[Source excerpt]
Studio album by The Jeff Lorber Fusion
- Released: 1978
- Recorded: 1978
- Studio: ABC Recording Studios (Hollywood, California); Ripcord Studios (Vancouver, Washington);
- Genre: Jazz fusion Smooth jazz Funk;
- Length: 37:28
- Label: Inner City Records
- Producer: Jeff Lorber Marlon McClain;

The Jeff Lorber Fusion chronology
| The Jeff Lorber Fusion (1977) | Soft Space (1978) | Water Sign (1979) |

= Soft Space =

Soft Space is the second album by keyboardist Jeff Lorber as leader of his band The Jeff Lorber Fusion. Released in 1978, this album featured special guest artists Chick Corea and Joe Farrell. This was the group's last effort for Inner City Records before moving on to Arista Records the following year.

Professional ratings
Review scores
| Source | Rating |
| Allmusic | Star |
| The Rolling Stone Jazz Record Guide | Star |
| DownBeat | Star |

==Track listing==

Side one
| No. | Title | Length |
|---|---|---|
| 1. | "The Samba" | 5:13 |
| 2. | "Katherine" | 5:50 |
| 3. | "Black Ice" | 5:40 |

Side two
| No. | Title | Length |
|---|---|---|
| 1. | "Curtains" | 6:00 |
| 2. | "Proteus" | 4:42 |
| 3. | "Soft Space" | 4:05 |
| 4. | "Swing Funk" | 5:56 |

== Personnel ==

The Jeff Lorber Fusion
- Jeff Lorber – acoustic piano, Fender Rhodes, Moog synthesizer, Oberheim Four Voice
- Lester McFarland – electric bass
- Dennis Bradford – drums
- Terry Layne – flute, alto saxophone, tenor saxophone

Special guests
- Chick Corea – Minimoog solo (1), Minimoog (5)

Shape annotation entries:
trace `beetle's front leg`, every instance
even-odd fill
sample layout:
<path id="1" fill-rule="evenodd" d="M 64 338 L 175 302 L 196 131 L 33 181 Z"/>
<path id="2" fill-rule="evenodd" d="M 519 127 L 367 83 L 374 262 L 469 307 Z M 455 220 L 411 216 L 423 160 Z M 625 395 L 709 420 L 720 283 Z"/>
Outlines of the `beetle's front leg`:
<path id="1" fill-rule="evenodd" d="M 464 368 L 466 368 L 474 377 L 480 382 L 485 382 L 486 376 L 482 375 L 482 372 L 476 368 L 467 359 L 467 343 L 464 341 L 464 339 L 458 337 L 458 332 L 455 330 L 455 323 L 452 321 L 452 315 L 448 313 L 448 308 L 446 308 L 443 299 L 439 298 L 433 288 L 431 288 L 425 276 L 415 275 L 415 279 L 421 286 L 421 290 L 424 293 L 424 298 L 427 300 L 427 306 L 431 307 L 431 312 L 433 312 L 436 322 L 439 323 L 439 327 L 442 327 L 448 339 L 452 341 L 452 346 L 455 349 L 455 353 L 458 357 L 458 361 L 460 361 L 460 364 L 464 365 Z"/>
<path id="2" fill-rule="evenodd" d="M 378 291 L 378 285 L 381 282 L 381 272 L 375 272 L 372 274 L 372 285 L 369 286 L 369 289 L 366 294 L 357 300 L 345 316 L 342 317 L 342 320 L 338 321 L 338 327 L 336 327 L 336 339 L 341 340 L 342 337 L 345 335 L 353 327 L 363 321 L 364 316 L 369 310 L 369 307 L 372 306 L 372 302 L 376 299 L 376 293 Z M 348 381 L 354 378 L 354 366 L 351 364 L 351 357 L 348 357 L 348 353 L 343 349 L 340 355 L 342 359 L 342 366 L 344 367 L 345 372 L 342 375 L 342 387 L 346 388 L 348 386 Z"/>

[Requirements]
1. Copy out the lines of the listing from its first line through the line containing "464 368 L 466", including both of those lines, without changing anything.
2. Continue the article on the album Soft Space from where it stops.

[Task results]
1.
trace `beetle's front leg`, every instance
even-odd fill
sample layout:
<path id="1" fill-rule="evenodd" d="M 64 338 L 175 302 L 196 131 L 33 181 Z"/>
<path id="2" fill-rule="evenodd" d="M 519 127 L 367 83 L 374 262 L 469 307 Z M 455 220 L 411 216 L 423 160 Z M 625 395 L 709 420 L 720 283 Z"/>
Outlines of the `beetle's front leg`:
<path id="1" fill-rule="evenodd" d="M 464 368 L 466 368 L 474 377 L 480 382 L 485 382 L 486 376 L 482 375 L 482 372 L 476 368 L 467 359 L 467 343 L 464 341 L 464 339 L 458 337 L 458 332 L 455 330 L 455 323 L 452 321 L 452 315 L 448 313 L 448 308 L 446 308 L 443 299 L 439 298 L 433 288 L 431 288 L 425 276 L 415 275 L 415 279 L 421 286 L 421 290 L 424 293 L 424 298 L 427 300 L 427 306 L 431 307 L 431 312 L 433 312 L 436 322 L 439 323 L 439 327 L 442 327 L 448 339 L 452 341 L 452 346 L 455 349 L 455 353 L 458 357 L 458 361 L 460 361 L 460 364 L 464 365 Z"/>

2.
- Joe Farrell – soprano saxophone (2), flute (3)

Additional musicians
- Dean Reichert – acoustic guitars, electric guitars
- Bruce Smith – congas, percussion
- Ron Young – congas, percussion

== Production ==
- Jeff Lorber – producer
- Marlon McClain – producer
- Dave Dixon – engineer
- Reggie Dozier – engineer
- Gilbert Kong – mastering at Masterdisk (New York City, New York)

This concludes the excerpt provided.